## Begin SOURCE TEXT

After completing this section, you should be able to

write equations to illustrate the synthesis of amines by
1. reduction of nitriles or amides and nitro compounds.
2. reactions involving alkyl groups:
  1. S_N2 reactions of alkyl halides, ammonia and other amines.
  2. nucleophilic attack by an azide ion on an alkyl halide, followed by reduction of the azide so formed.
  3. alkylation of potassium phthalimide, followed by hydrolysis of the N‑alkyl phthalimide so formed (i.e., the Gabriel synthesis).
3. reductive amination of aldehydes or ketones.
4. Hofmann or Curtius rearrangements.
write detailed mechanisms for each of the steps involved in the synthetic routes outlined in Objective 1.
identify the product or products formed when
1. a given nitrile or amide is reduced using lithium aluminum hydride.
2. a given alkyl halide is reacted with ammonia or an alkylamine.
3. a given alkyl halide is reacted with azide ion and the resulting product is reduced.
4. a given alkyl halide is reacted with potassium phthalimide and the resulting product is hydrolyzed.
5. a given aldehyde or ketone is reacted with ammonia or an amine in the presence of nickel catalyst.
6. a given amide is treated with halogen and base.
7. a given acyl azide is heated and then hydrolyzed.
identify the starting material, the other reagents, or both, needed to synthesize a given amine by any of the routes listed in Objective 1.

## End SOURCE TEXT
## Begin DATASET EXTRACT

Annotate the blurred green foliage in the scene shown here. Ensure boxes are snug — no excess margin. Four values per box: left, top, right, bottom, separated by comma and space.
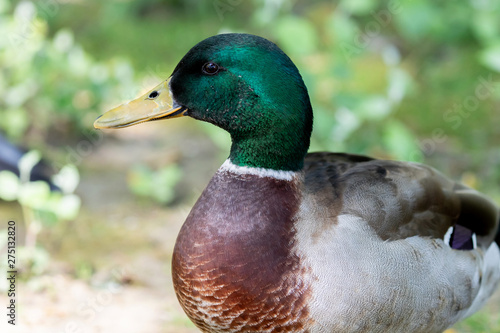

## End DATASET EXTRACT

PROMPT A:
In the amine synthesis objectives, what reagent is used to reduce a given nitrile or amide?
PROMPT B:
Copy the amine synthesis objectives word for word between "identify the product" and "listed in Objective 1.", inclusive.

ANSWER A:
Lithium aluminum hydride

ANSWER B:
identify the product or products formed when
1. a given nitrile or amide is reduced using lithium aluminum hydride.
2. a given alkyl halide is reacted with ammonia or an alkylamine.
3. a given alkyl halide is reacted with azide ion and the resulting product is reduced.
4. a given alkyl halide is reacted with potassium phthalimide and the resulting product is hydrolyzed.
5. a given aldehyde or ketone is reacted with ammonia or an amine in the presence of nickel catalyst.
6. a given amide is treated with halogen and base.
7. a given acyl azide is heated and then hydrolyzed.
identify the starting material, the other reagents, or both, needed to synthesize a given amine by any of the routes listed in Objective 1.